[Entries from a point annotation set]
* Start *

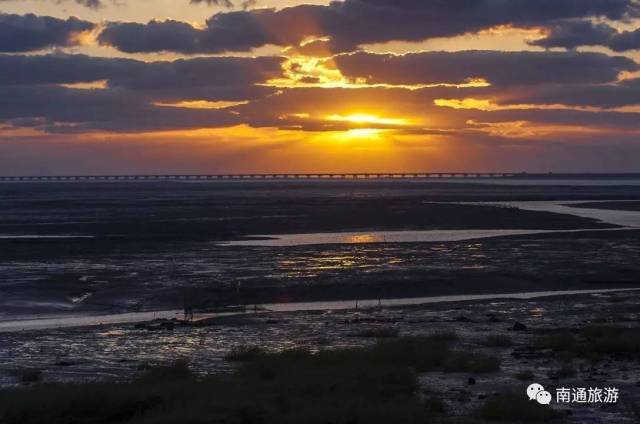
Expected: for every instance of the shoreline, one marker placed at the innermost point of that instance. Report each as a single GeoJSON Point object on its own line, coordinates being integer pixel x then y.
{"type": "Point", "coordinates": [62, 322]}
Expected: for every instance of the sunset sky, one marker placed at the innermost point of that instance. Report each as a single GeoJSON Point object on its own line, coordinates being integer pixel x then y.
{"type": "Point", "coordinates": [205, 86]}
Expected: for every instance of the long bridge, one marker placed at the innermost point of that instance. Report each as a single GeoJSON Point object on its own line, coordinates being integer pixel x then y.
{"type": "Point", "coordinates": [297, 176]}
{"type": "Point", "coordinates": [314, 176]}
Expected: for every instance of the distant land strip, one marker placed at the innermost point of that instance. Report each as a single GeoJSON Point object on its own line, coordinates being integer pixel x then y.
{"type": "Point", "coordinates": [315, 176]}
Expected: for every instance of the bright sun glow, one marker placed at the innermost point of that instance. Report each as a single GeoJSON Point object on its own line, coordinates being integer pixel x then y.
{"type": "Point", "coordinates": [361, 118]}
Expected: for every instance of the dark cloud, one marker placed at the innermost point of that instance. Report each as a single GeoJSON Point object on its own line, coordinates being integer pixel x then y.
{"type": "Point", "coordinates": [245, 4]}
{"type": "Point", "coordinates": [60, 109]}
{"type": "Point", "coordinates": [575, 33]}
{"type": "Point", "coordinates": [600, 96]}
{"type": "Point", "coordinates": [352, 23]}
{"type": "Point", "coordinates": [626, 40]}
{"type": "Point", "coordinates": [23, 33]}
{"type": "Point", "coordinates": [572, 34]}
{"type": "Point", "coordinates": [218, 78]}
{"type": "Point", "coordinates": [30, 94]}
{"type": "Point", "coordinates": [497, 67]}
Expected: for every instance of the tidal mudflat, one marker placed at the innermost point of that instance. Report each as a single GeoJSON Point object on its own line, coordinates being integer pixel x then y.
{"type": "Point", "coordinates": [139, 251]}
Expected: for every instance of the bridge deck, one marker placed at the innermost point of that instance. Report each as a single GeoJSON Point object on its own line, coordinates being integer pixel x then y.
{"type": "Point", "coordinates": [213, 177]}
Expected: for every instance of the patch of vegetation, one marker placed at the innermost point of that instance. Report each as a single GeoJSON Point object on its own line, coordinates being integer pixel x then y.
{"type": "Point", "coordinates": [594, 341]}
{"type": "Point", "coordinates": [612, 339]}
{"type": "Point", "coordinates": [515, 407]}
{"type": "Point", "coordinates": [30, 375]}
{"type": "Point", "coordinates": [378, 333]}
{"type": "Point", "coordinates": [244, 353]}
{"type": "Point", "coordinates": [364, 385]}
{"type": "Point", "coordinates": [566, 371]}
{"type": "Point", "coordinates": [526, 375]}
{"type": "Point", "coordinates": [497, 341]}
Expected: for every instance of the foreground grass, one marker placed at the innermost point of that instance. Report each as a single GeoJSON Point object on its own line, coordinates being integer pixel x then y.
{"type": "Point", "coordinates": [373, 385]}
{"type": "Point", "coordinates": [513, 407]}
{"type": "Point", "coordinates": [594, 341]}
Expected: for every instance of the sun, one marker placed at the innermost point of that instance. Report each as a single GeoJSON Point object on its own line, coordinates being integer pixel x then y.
{"type": "Point", "coordinates": [366, 119]}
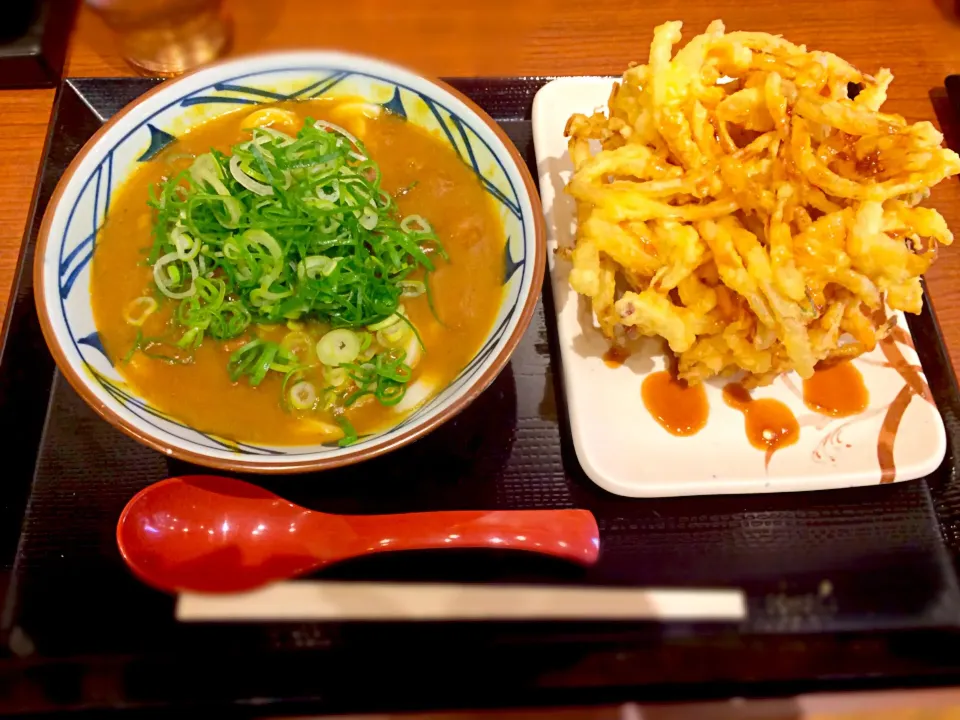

* End *

What this task involves:
Can you extract every line above word for word, omitting the pictures?

Result:
Expected: for every instance of the shoreline, one marker placed at the innermost point of that instance. Report each as a single GeoJSON Point object on its own line, coordinates being integer pixel x then y.
{"type": "Point", "coordinates": [62, 322]}
Expected: for every instance of the sunset sky, one marker placed at the innermost point of that instance. Report each as a single GeoJSON Point object on its own line, coordinates being integer pixel x then y.
{"type": "Point", "coordinates": [205, 86]}
Expected: for every instance of the long bridge, one marker placed at the innermost point of that instance. Report each as a single GeoJSON Point object on its own line, coordinates being integer pixel x then y.
{"type": "Point", "coordinates": [297, 176]}
{"type": "Point", "coordinates": [314, 176]}
Expected: for every instance of the distant land strip, one marker placed at the innermost point of that instance. Report each as a single GeoJSON Point object on its own line, coordinates being integer pixel x then y.
{"type": "Point", "coordinates": [315, 176]}
Expected: for every instance of the bright sun glow, one marker placed at the innermost point of that instance. Report each as a single GeoJSON Point object on its own line, coordinates being integer pixel x then y.
{"type": "Point", "coordinates": [361, 118]}
Expected: for every instance of the dark cloud, one marker placed at the innermost point of that instance. Report each as a single GeoJSON Point object on its own line, coordinates being integer pixel x then y.
{"type": "Point", "coordinates": [245, 4]}
{"type": "Point", "coordinates": [60, 109]}
{"type": "Point", "coordinates": [575, 33]}
{"type": "Point", "coordinates": [600, 96]}
{"type": "Point", "coordinates": [352, 23]}
{"type": "Point", "coordinates": [626, 40]}
{"type": "Point", "coordinates": [23, 33]}
{"type": "Point", "coordinates": [572, 34]}
{"type": "Point", "coordinates": [218, 78]}
{"type": "Point", "coordinates": [30, 94]}
{"type": "Point", "coordinates": [497, 67]}
Expected: for every instance of the tidal mudflat, one marker placed at the innermost point of that instance. Report each as a single GeoJSON Point object on its own line, coordinates being integer pixel x then y.
{"type": "Point", "coordinates": [139, 251]}
Expected: for every instance of the bridge deck, one marker placed at the innermost point of that instance. Report each as a single GeoJSON Point object on its own line, coordinates being integer pixel x then y.
{"type": "Point", "coordinates": [213, 177]}
Expected: for every instance of the patch of vegetation, one marker placed at the innermost point of that instance. Report each as a single GeoJSON Point object on its own line, coordinates being integer pixel x then y.
{"type": "Point", "coordinates": [594, 341]}
{"type": "Point", "coordinates": [612, 339]}
{"type": "Point", "coordinates": [515, 407]}
{"type": "Point", "coordinates": [30, 375]}
{"type": "Point", "coordinates": [378, 333]}
{"type": "Point", "coordinates": [244, 353]}
{"type": "Point", "coordinates": [364, 385]}
{"type": "Point", "coordinates": [566, 371]}
{"type": "Point", "coordinates": [526, 375]}
{"type": "Point", "coordinates": [497, 341]}
Expected: for every instance of the foreground grass, one marker placed at the innermost point of that instance. Report each as a single GeoJSON Point object on its own line, coordinates being integer pixel x then y.
{"type": "Point", "coordinates": [373, 385]}
{"type": "Point", "coordinates": [513, 407]}
{"type": "Point", "coordinates": [594, 341]}
Expected: for every instance of the sun, one marker placed at the innermost point of that instance. Report each as a single GeoJSON Point object on its own line, coordinates being integer pixel x then y.
{"type": "Point", "coordinates": [366, 119]}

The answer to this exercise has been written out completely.